__LO QUE HARÁS__:
1. En el texto sobre la Eucaristía, ¿qué instituye Jesús durante la Última Cena junto con la Eucaristía?
2. Copia del texto sobre la Eucaristía el trozo que va desde "Por eso, hablamos" hasta "el alimento eucarístico.", incluidas esas mismas palabras.

__FRAGMENTO DEL TEXTO__:
■ ■ ■ ■

Durante la Última Cena, Jesús instituye la Eucaristía y junto con ella el sacerdocio cristiano. Así, entonces, como nos enseña la Sagrada Escritura, celebramos el memorial de la pasión, muerte y resurrección del Señor Jesús. De allí que cada vez que celebramos la eucaristía hacemos presente de manera sacramental a Jesús, con su cuerpo y su sangre, con su presencia real y sacramental, con su sacrificio redentor y con su pascua liberadora. Hoy la Iglesia, en todo el mundo, conmemora ese evento tan importante y tan central para la vida de los creyentes.

Se trata del “sacramento de nuestra fe”, como lo decimos en cada celebración. Esta expresión encierra una enorme riqueza que, ojalá, pudiéramos siempre tener en cuenta. Es sacramento porque es una expresión clara de Dios que salva y que quiere darnos su gracia para que podaos seguir las sendas hacia la plenitud del encuentro con Él en la eternidad. Es un sacramento y misterio, ya que a medida que lo conocemos y celebramos se va descubriendo la fuerza transformadora que hay en él. Esa fuerza es la del mismo Señor con su muerte y su resurrección.

Como sacramento, mediante los ritos que se van realizando en la celebración, va produciendo en cada uno de los creyentes un efecto bien concreto: la comunión. Muchas veces hablamos de la comunión sólo porque comemos el pan eucarístico. Ciertamente que es un momento culminante. Pero no podemos reducir a esto la comunión. Al referirnos a la celebración, sencillamente toda ella apunta a la comunión con Dios: el encuentro con los hermanos, la Palabra, la plegaria eucarística, la comunión con el cuerpo de Jesús, el dar gracias por la presencia amorosa de Dios… Es sacramento de comunión porque en él no sólo se favorece, sino que se da el encuentro vivo con Jesús. Ese encuentro que hemos de tener permanentemente con Él, se hace realidad de manera sacramental en la eucaristía.

Por eso, hablamos de sacramento de nuestra fe. Por la fe, todos los creyentes en Cristo alcanzamos la real posibilidad de un encuentro vivo con Él. Es un objetivo claro de nuestro acto de creer, que, a la vez, nos va preparando para lo que sucederá luego de la muerte: el encuentro definitivo con Dios. Y si esto lo hemos de vivir en nuestra cotidianidad, entonces en la eucaristía se alcanza de una manera muy intensa y sacramental: por su presencia con la Palabra y con la Eucaristía, el Señor sale a nuestro encuentro y nosotros vamos hacia Él. Además, todos los ritos van apuntando hacia una expresión bien intensa de ese encuentro, cuando oímos su Palabra y, sobre todo, cuando comemos el alimento eucarístico.

■ ■ ■ ■

Registros de anotación de contornos:

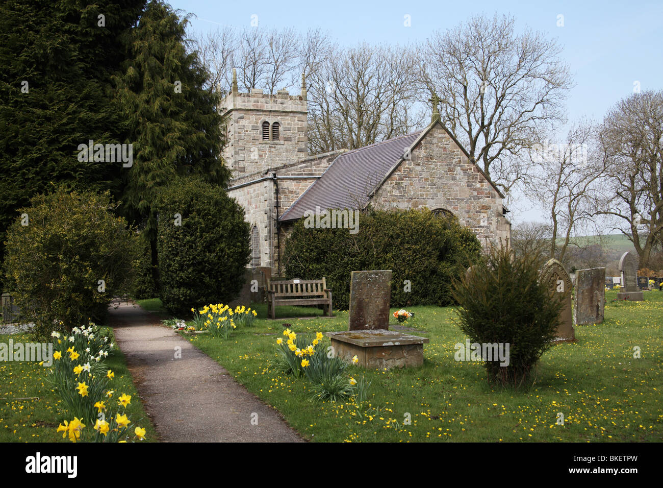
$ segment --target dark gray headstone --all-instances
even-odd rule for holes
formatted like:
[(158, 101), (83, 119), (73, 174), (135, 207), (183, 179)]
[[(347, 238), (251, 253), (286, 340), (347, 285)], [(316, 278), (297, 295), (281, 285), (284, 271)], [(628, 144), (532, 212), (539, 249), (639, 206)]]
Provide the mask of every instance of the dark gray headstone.
[(352, 272), (348, 330), (388, 329), (391, 302), (391, 270)]
[(603, 322), (605, 306), (605, 268), (579, 270), (576, 280), (575, 323)]
[(556, 259), (551, 259), (541, 270), (540, 282), (549, 287), (559, 299), (564, 302), (560, 325), (557, 328), (556, 338), (562, 341), (575, 341), (575, 331), (573, 329), (571, 309), (571, 278), (562, 263)]

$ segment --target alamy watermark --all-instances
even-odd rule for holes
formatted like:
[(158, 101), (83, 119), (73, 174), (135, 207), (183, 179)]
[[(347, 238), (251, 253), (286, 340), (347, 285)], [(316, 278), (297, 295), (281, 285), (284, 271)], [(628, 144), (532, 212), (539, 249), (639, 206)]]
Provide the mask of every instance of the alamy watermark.
[(320, 207), (313, 210), (307, 210), (304, 212), (306, 220), (304, 226), (307, 229), (340, 229), (350, 230), (350, 234), (359, 232), (359, 211), (349, 210), (324, 210), (320, 212)]
[(78, 145), (78, 161), (81, 163), (121, 161), (124, 168), (133, 165), (133, 144), (95, 144), (91, 139), (89, 143)]
[(453, 359), (457, 361), (497, 361), (500, 366), (509, 366), (509, 343), (469, 343), (468, 339), (465, 344), (457, 343)]
[(53, 364), (52, 343), (0, 343), (0, 363), (5, 361), (43, 362), (43, 366)]

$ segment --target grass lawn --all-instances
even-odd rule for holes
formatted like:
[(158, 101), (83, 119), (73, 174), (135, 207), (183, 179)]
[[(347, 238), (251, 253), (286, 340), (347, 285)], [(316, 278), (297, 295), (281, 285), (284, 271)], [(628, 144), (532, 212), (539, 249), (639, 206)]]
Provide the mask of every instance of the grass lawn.
[[(545, 353), (534, 385), (518, 392), (492, 390), (481, 363), (454, 361), (453, 346), (465, 337), (453, 323), (453, 307), (412, 307), (407, 325), (430, 339), (424, 364), (387, 371), (351, 366), (355, 378), (372, 382), (363, 412), (351, 403), (309, 400), (306, 380), (280, 375), (270, 365), (284, 323), (297, 333), (347, 330), (347, 311), (327, 319), (315, 317), (322, 312), (315, 308), (279, 307), (280, 317), (314, 317), (271, 321), (267, 306), (257, 305), (253, 327), (227, 341), (184, 337), (313, 441), (661, 442), (663, 293), (644, 296), (611, 302), (617, 292), (607, 292), (605, 321), (577, 326), (577, 342)], [(633, 357), (636, 347), (640, 359)], [(556, 423), (560, 412), (564, 425)]]
[[(114, 341), (113, 331), (106, 333)], [(0, 343), (30, 342), (24, 335), (0, 335)], [(126, 393), (131, 396), (127, 412), (131, 414), (130, 431), (134, 427), (146, 430), (146, 441), (154, 441), (156, 432), (149, 418), (145, 415), (140, 397), (133, 386), (131, 374), (127, 369), (124, 355), (114, 347), (106, 358), (108, 367), (115, 377), (110, 385), (115, 391), (113, 398)], [(71, 420), (61, 400), (46, 380), (48, 368), (37, 363), (0, 363), (0, 442), (69, 442), (56, 430), (64, 420)], [(86, 429), (91, 429), (86, 426)]]

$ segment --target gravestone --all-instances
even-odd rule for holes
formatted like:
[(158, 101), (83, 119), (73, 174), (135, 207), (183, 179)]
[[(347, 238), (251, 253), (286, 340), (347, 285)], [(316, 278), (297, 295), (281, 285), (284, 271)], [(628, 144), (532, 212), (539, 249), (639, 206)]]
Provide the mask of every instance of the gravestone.
[(617, 293), (618, 300), (640, 301), (643, 299), (642, 292), (638, 289), (638, 260), (627, 251), (619, 260), (619, 271), (621, 273), (621, 289)]
[(2, 320), (11, 323), (18, 317), (19, 307), (14, 305), (14, 298), (10, 293), (2, 294)]
[(424, 364), (427, 337), (389, 330), (391, 282), (391, 270), (352, 272), (349, 330), (326, 333), (336, 356), (356, 356), (360, 366), (371, 369)]
[(575, 341), (575, 331), (573, 329), (571, 309), (571, 278), (569, 274), (562, 266), (562, 263), (556, 259), (551, 259), (541, 270), (540, 282), (548, 286), (564, 303), (560, 317), (561, 322), (557, 327), (556, 341)]
[(391, 270), (352, 272), (348, 330), (388, 329), (391, 302)]
[(605, 306), (605, 268), (579, 270), (575, 285), (575, 323), (600, 323)]

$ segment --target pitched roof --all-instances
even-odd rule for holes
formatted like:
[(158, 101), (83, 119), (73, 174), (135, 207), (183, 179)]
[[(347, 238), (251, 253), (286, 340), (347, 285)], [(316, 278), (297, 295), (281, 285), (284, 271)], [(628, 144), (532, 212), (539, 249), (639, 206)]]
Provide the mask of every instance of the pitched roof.
[(361, 209), (387, 172), (411, 149), (425, 129), (417, 131), (339, 155), (320, 179), (302, 194), (279, 218), (282, 221), (304, 216), (306, 210)]

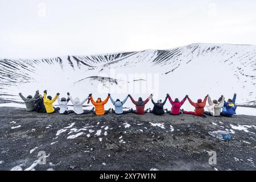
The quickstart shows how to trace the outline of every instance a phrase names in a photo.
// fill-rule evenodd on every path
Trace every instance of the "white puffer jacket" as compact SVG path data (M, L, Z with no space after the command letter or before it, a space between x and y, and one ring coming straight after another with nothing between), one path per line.
M220 116L221 108L224 105L224 101L225 97L223 96L221 101L218 104L215 104L212 102L210 97L208 96L208 103L210 106L207 106L207 109L212 115Z
M88 97L85 98L85 100L82 100L80 102L79 98L75 98L74 100L72 99L72 97L69 95L68 96L68 98L69 98L71 102L72 102L73 105L74 106L74 112L77 114L81 114L84 113L84 110L82 109L82 105L84 102L87 101L88 99Z

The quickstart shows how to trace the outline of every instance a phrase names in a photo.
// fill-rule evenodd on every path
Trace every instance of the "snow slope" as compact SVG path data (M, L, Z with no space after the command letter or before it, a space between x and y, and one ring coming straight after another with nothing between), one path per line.
M110 92L121 100L128 93L146 99L151 93L155 100L163 100L168 93L174 98L181 100L188 94L196 100L207 94L212 98L221 94L232 98L237 92L238 104L255 106L255 46L193 44L168 50L2 59L0 104L22 102L19 92L26 96L46 89L52 96L60 92L66 97L69 92L80 99L89 93L104 99ZM133 106L130 101L125 106ZM192 109L188 103L184 107Z

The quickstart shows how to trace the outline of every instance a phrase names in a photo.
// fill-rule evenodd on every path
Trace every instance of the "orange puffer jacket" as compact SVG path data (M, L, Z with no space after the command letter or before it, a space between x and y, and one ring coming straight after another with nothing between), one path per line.
M104 101L101 101L98 99L96 102L93 100L92 96L90 97L90 101L92 104L95 106L95 113L96 115L104 115L105 114L105 109L104 105L108 102L109 100L109 96L108 96L107 98Z
M207 96L204 98L203 102L201 103L195 103L191 100L188 98L188 101L189 101L190 104L195 107L195 114L197 115L201 115L204 114L204 107L206 105L206 101L207 100Z

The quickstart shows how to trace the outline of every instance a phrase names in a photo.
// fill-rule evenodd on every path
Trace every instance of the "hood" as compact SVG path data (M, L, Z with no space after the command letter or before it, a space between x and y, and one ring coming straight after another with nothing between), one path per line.
M145 105L145 104L144 103L144 102L143 101L141 101L141 100L139 100L137 102L137 106L143 106L144 105Z
M76 97L74 99L74 102L75 102L75 104L79 104L79 103L80 103L80 100L79 100L79 98Z
M205 106L205 105L204 105L204 103L201 102L201 103L196 103L196 107L197 108L202 108L202 107L204 107L204 106Z
M123 105L123 104L121 101L115 101L114 105L116 107L121 107Z

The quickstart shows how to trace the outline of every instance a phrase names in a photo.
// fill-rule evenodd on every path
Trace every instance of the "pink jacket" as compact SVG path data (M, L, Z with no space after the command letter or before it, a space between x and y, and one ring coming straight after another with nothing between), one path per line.
M170 96L168 97L170 102L172 105L172 109L171 112L172 114L180 114L180 107L183 105L184 102L187 100L187 98L185 97L183 100L180 102L174 102L172 101Z

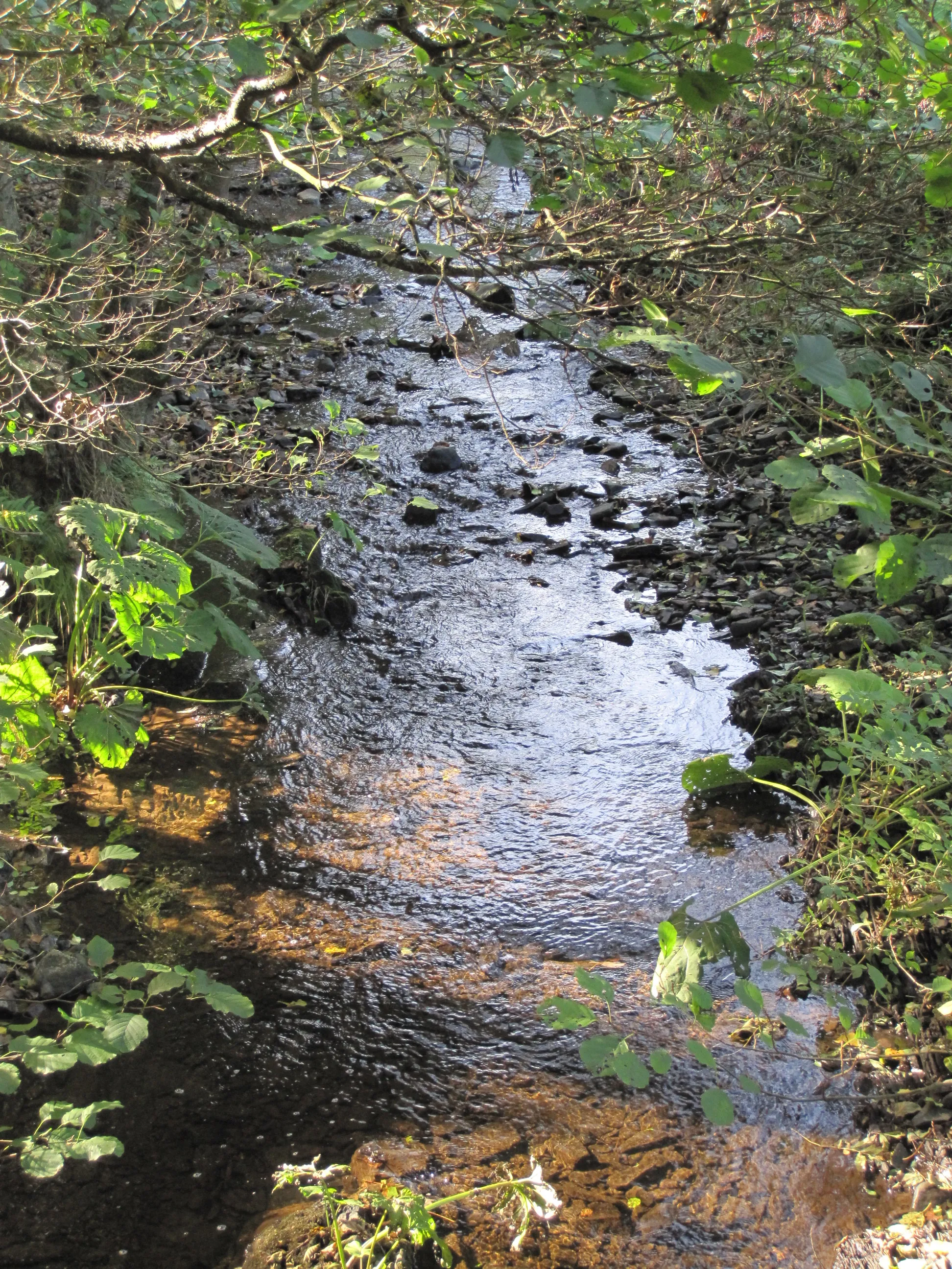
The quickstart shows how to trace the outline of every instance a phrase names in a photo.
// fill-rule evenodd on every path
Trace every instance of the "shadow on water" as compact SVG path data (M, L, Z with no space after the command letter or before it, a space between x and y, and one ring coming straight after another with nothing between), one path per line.
M385 374L372 395L388 421L373 439L401 496L340 490L366 542L333 561L360 595L355 628L317 640L272 619L256 632L269 723L159 713L147 754L74 788L63 825L74 862L103 839L85 815L123 813L142 850L121 906L77 901L80 933L107 935L122 959L145 944L203 964L255 1016L173 1004L136 1053L70 1072L71 1100L123 1101L126 1155L42 1185L6 1167L3 1265L235 1266L284 1202L269 1195L278 1164L347 1161L371 1140L438 1187L533 1154L565 1202L527 1242L541 1264L829 1265L835 1240L883 1211L824 1148L849 1105L811 1100L809 1049L741 1056L782 1098L768 1112L741 1100L721 1131L699 1117L696 1063L625 1091L585 1075L578 1037L538 1023L545 996L578 994L579 962L598 964L632 1043L677 1049L669 1014L646 1003L656 924L692 895L707 915L779 876L784 810L685 807L680 788L685 761L744 747L725 720L746 655L703 627L663 634L628 613L604 565L631 530L590 528L583 495L560 553L546 549L555 532L515 514L523 480L605 476L571 444L604 404L584 367L527 345L487 381L382 346L429 305L401 284L376 313L310 313L364 340L329 390L347 411L368 395L368 365ZM399 381L416 386L397 393ZM524 440L509 443L498 406L510 437L522 416ZM696 463L623 420L599 431L623 435L613 478L632 497L703 486ZM414 456L442 438L465 466L423 477ZM404 494L437 497L438 525L406 527ZM314 523L320 504L292 510ZM687 543L691 522L673 536ZM599 637L619 631L628 646ZM795 915L776 893L739 909L755 952ZM730 996L732 975L708 981ZM786 1008L819 1023L812 1006ZM67 1086L52 1076L34 1094L38 1082L24 1110ZM517 1263L499 1218L473 1242L482 1264Z

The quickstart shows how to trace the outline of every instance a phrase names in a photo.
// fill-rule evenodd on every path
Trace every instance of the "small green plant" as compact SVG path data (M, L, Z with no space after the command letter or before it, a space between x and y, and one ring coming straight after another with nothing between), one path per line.
M426 1198L406 1187L386 1183L380 1189L364 1188L348 1197L331 1181L349 1169L336 1164L319 1169L319 1161L286 1164L274 1174L274 1188L296 1185L305 1199L321 1203L327 1244L319 1255L336 1260L340 1269L397 1266L406 1263L405 1249L421 1247L426 1242L435 1245L442 1264L449 1269L453 1255L437 1228L439 1209L449 1203L494 1195L495 1211L514 1216L513 1251L519 1250L533 1221L551 1221L562 1206L534 1159L528 1176L504 1176L442 1198Z

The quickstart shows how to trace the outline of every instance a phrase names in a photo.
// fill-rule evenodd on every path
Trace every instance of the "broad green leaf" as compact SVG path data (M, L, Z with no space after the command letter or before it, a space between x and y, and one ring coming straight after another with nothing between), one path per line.
M806 458L778 458L764 467L764 476L781 489L802 489L816 481L817 471Z
M661 921L658 926L658 943L661 948L661 956L670 956L674 952L674 947L678 942L678 930L670 921Z
M518 132L496 132L486 141L486 162L498 168L519 168L526 159L526 143Z
M20 1154L20 1167L28 1176L36 1176L37 1180L56 1176L62 1171L62 1165L63 1157L60 1151L51 1150L48 1146L30 1143Z
M701 1094L701 1109L704 1118L718 1128L729 1128L734 1123L734 1103L724 1089L704 1089Z
M103 1032L107 1044L119 1053L131 1053L149 1036L149 1023L142 1014L117 1014Z
M608 1074L612 1057L621 1042L621 1036L590 1036L584 1039L579 1046L579 1057L585 1070L593 1075Z
M133 850L132 846L123 846L119 843L113 843L110 846L103 846L99 851L99 863L109 863L114 859L138 859L138 850Z
M746 1005L751 1014L762 1015L764 1011L764 997L760 989L750 978L734 980L734 995Z
M607 1005L611 1005L614 1000L614 987L608 978L603 978L600 973L589 973L588 970L583 970L581 966L579 966L575 971L575 981L580 987L584 987L590 996L597 996L599 1000L604 1000Z
M66 1147L65 1154L67 1159L85 1159L91 1164L109 1155L118 1159L124 1151L126 1147L117 1137L80 1137Z
M637 1055L632 1053L625 1041L621 1042L611 1061L611 1070L628 1089L646 1089L651 1072Z
M168 970L165 973L157 973L149 983L146 989L147 996L157 996L162 991L175 991L185 981L184 973L175 973L174 970Z
M614 109L614 93L604 84L580 84L572 89L575 104L589 118L608 118Z
M757 66L757 58L744 44L721 44L711 53L711 65L725 75L745 75Z
M731 85L717 71L683 71L674 90L692 110L715 110L731 95Z
M795 524L820 524L839 511L836 491L823 481L802 485L790 500L790 516Z
M627 66L613 66L612 80L618 91L627 96L633 96L638 102L650 102L665 89L665 80L658 75L644 75L641 71L628 70Z
M360 27L352 27L344 34L354 48L383 48L387 42L386 36L380 36L376 30L363 30Z
M796 1018L791 1018L790 1014L777 1014L777 1016L792 1036L807 1034L806 1027L803 1027L802 1023L798 1023Z
M801 335L793 365L802 378L826 391L842 387L848 379L845 367L826 335Z
M75 1053L84 1066L102 1066L104 1062L112 1062L119 1053L119 1049L103 1039L93 1027L71 1032L62 1043L63 1048Z
M894 362L890 369L911 397L923 404L932 401L932 381L922 371L904 365L902 362Z
M552 1030L578 1030L595 1020L595 1014L588 1005L566 996L550 996L536 1006L536 1013Z
M857 713L861 717L871 713L873 708L891 709L906 703L906 698L886 683L872 670L839 670L817 669L801 670L795 679L796 683L810 683L812 687L829 692L836 707L845 713Z
M691 999L689 985L701 982L702 973L701 948L694 939L680 939L669 956L659 954L651 978L651 995L658 1000L685 991Z
M216 1013L234 1014L236 1018L254 1015L255 1006L248 996L242 996L237 989L230 987L226 982L212 982L203 995Z
M833 565L833 580L836 585L845 588L856 581L857 577L875 572L878 549L875 542L868 542L864 547L859 547L856 555L839 556Z
M911 533L896 533L880 543L876 555L876 594L883 604L896 604L925 575L919 539Z
M103 858L102 851L99 858ZM105 939L95 934L86 944L86 958L90 964L96 967L96 970L102 970L104 966L109 964L114 950L116 949L112 943L108 943Z
M834 401L844 405L853 414L866 414L872 409L872 392L862 379L847 379L845 383L834 383L826 390L826 395Z
M268 58L264 49L254 39L245 36L235 36L227 43L228 57L237 66L242 75L251 79L264 79L268 74Z
M10 1096L20 1086L20 1072L13 1062L0 1062L0 1094Z
M110 873L108 877L100 877L96 881L96 886L100 890L128 890L129 884L128 877L123 877L122 873Z
M707 1044L702 1044L699 1039L689 1039L685 1042L685 1048L702 1066L710 1066L712 1070L716 1068L717 1058Z
M886 617L880 617L878 613L843 613L842 617L834 617L834 619L826 627L828 634L835 634L844 626L866 627L872 631L881 643L886 647L895 647L900 642L901 636L896 627Z
M265 546L246 524L234 519L231 515L226 515L225 511L220 511L215 506L208 506L207 503L199 503L197 497L193 497L184 490L179 491L179 497L183 500L185 508L193 515L198 516L204 539L212 538L216 542L223 543L235 552L239 560L244 560L245 563L256 563L261 569L278 567L281 557L277 551Z

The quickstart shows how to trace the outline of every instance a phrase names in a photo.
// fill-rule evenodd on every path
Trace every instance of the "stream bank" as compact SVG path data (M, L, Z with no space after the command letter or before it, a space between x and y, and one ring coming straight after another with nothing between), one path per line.
M77 901L85 935L123 957L143 943L170 963L201 956L255 1019L171 1006L124 1066L84 1070L89 1099L124 1103L126 1155L69 1171L39 1220L43 1192L11 1175L10 1263L234 1266L268 1204L287 1202L268 1194L281 1162L369 1150L423 1187L500 1162L518 1173L534 1155L565 1203L526 1245L543 1264L810 1264L814 1247L830 1264L839 1237L896 1200L811 1145L847 1131L850 1108L812 1100L809 1046L806 1061L767 1063L788 1100L767 1115L751 1101L724 1133L699 1119L697 1068L626 1093L586 1076L572 1038L536 1019L545 996L575 990L576 966L598 966L638 1044L664 1039L670 1019L645 1005L658 921L692 893L717 911L781 876L786 810L772 796L685 815L680 788L685 761L748 744L725 717L746 654L703 624L660 632L631 612L605 565L633 529L592 519L605 480L632 505L701 508L707 476L689 453L671 461L644 411L605 418L590 368L559 349L522 343L515 358L506 338L489 376L477 346L433 362L390 345L393 331L411 341L432 293L354 283L353 302L312 291L288 321L338 341L321 396L364 418L399 491L364 499L353 476L334 477L363 539L354 557L325 537L360 596L350 632L315 640L263 621L270 722L156 714L147 754L74 787L62 831L89 850L102 834L88 819L122 815L142 850L121 907ZM380 301L359 303L373 284ZM506 324L480 320L490 338ZM281 329L251 345L273 381L282 334L297 346ZM308 426L319 401L275 401L289 406L281 434ZM421 471L418 456L449 448L438 442L454 471ZM523 483L561 486L571 518L543 529L523 514ZM435 527L405 523L415 496L443 508ZM245 511L273 534L314 523L314 508L302 494ZM699 555L691 522L678 525L658 528L685 560ZM779 892L744 910L755 950L795 904ZM731 980L707 981L726 1000ZM812 1004L788 1008L820 1025ZM457 1232L467 1263L518 1263L498 1217Z

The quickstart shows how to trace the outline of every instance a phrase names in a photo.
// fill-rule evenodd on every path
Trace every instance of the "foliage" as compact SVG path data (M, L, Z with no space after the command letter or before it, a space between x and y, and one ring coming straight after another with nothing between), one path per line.
M129 859L137 855L128 846L104 848L102 863ZM88 881L91 872L77 873L65 883L55 897ZM128 878L109 873L99 886L109 879ZM56 891L56 887L53 887ZM4 940L4 958L14 966L25 967L27 949L15 939ZM187 970L152 962L127 962L109 970L114 963L114 948L99 935L85 947L85 959L93 983L86 995L74 1001L69 1011L60 1008L60 1025L53 1036L38 1033L37 1020L8 1023L0 1028L0 1094L15 1094L22 1084L22 1071L33 1075L52 1075L69 1071L76 1065L103 1066L123 1053L131 1053L147 1038L146 1011L159 1008L156 997L165 1001L174 992L183 992L189 1000L204 1000L213 1010L250 1018L251 1001L227 983L209 977L204 970ZM47 1101L39 1109L39 1123L27 1137L0 1141L4 1152L19 1156L23 1170L36 1178L56 1176L69 1159L94 1161L107 1155L122 1155L122 1142L116 1137L89 1136L96 1115L103 1110L121 1109L119 1101L95 1101L88 1107L75 1107L66 1101Z
M498 1212L514 1211L517 1233L512 1250L518 1251L533 1221L551 1221L562 1206L552 1187L542 1179L542 1167L531 1160L528 1176L505 1175L500 1180L473 1185L443 1198L426 1198L405 1187L383 1184L381 1189L364 1188L353 1197L344 1195L331 1180L349 1171L339 1164L319 1169L311 1164L286 1164L274 1174L274 1188L296 1185L305 1199L320 1202L326 1226L325 1259L334 1259L340 1269L386 1269L402 1265L414 1247L435 1245L440 1263L453 1263L453 1254L438 1233L439 1209L477 1195L491 1195ZM366 1217L366 1218L364 1218ZM363 1220L362 1220L363 1218ZM315 1259L314 1253L308 1253Z

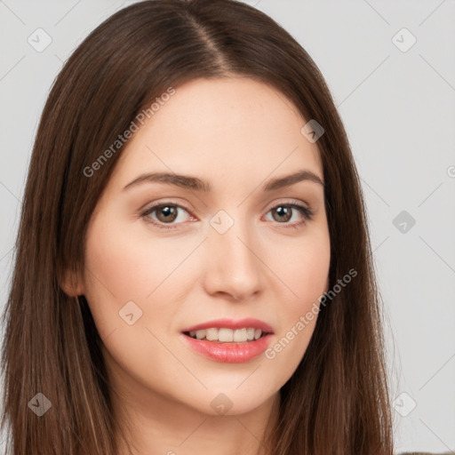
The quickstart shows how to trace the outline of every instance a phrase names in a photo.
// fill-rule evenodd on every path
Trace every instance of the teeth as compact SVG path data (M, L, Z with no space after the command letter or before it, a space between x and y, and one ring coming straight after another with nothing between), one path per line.
M260 329L254 329L252 327L235 330L227 329L225 327L212 327L210 329L192 331L189 332L191 338L218 341L220 343L229 343L233 341L235 343L244 343L246 341L258 339L261 335L262 331Z

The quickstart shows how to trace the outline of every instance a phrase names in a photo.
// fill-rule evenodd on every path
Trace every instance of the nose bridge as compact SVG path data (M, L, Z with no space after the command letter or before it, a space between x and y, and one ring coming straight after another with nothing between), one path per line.
M260 289L261 262L253 226L220 211L211 220L205 285L211 292L226 292L240 299Z

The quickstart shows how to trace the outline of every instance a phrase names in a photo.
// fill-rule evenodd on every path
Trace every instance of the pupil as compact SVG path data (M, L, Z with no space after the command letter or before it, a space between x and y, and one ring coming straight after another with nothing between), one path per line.
M280 206L275 209L278 217L284 218L284 220L281 220L282 221L288 221L291 219L291 210L286 206Z
M170 205L165 205L158 211L158 219L163 219L160 220L160 221L173 221L176 216L175 207L172 207Z

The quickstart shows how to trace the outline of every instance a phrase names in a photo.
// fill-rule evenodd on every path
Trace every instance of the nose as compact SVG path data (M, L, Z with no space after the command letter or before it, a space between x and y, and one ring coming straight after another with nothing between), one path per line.
M210 228L204 277L208 293L244 300L261 291L264 264L259 242L253 234L252 227L237 220L224 234Z

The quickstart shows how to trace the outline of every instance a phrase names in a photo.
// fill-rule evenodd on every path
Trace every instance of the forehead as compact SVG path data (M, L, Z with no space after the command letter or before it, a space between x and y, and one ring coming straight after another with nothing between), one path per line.
M116 180L156 170L240 183L302 168L323 179L317 147L300 132L306 120L268 84L196 79L164 100L122 151Z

■ ■ ■ ■

__RESPUESTAS__:
1. El sacerdocio cristiano.

2.
Por eso, hablamos de sacramento de nuestra fe. Por la fe, todos los creyentes en Cristo alcanzamos la real posibilidad de un encuentro vivo con Él. Es un objetivo claro de nuestro acto de creer, que, a la vez, nos va preparando para lo que sucederá luego de la muerte: el encuentro definitivo con Dios. Y si esto lo hemos de vivir en nuestra cotidianidad, entonces en la eucaristía se alcanza de una manera muy intensa y sacramental: por su presencia con la Palabra y con la Eucaristía, el Señor sale a nuestro encuentro y nosotros vamos hacia Él. Además, todos los ritos van apuntando hacia una expresión bien intensa de ese encuentro, cuando oímos su Palabra y, sobre todo, cuando comemos el alimento eucarístico.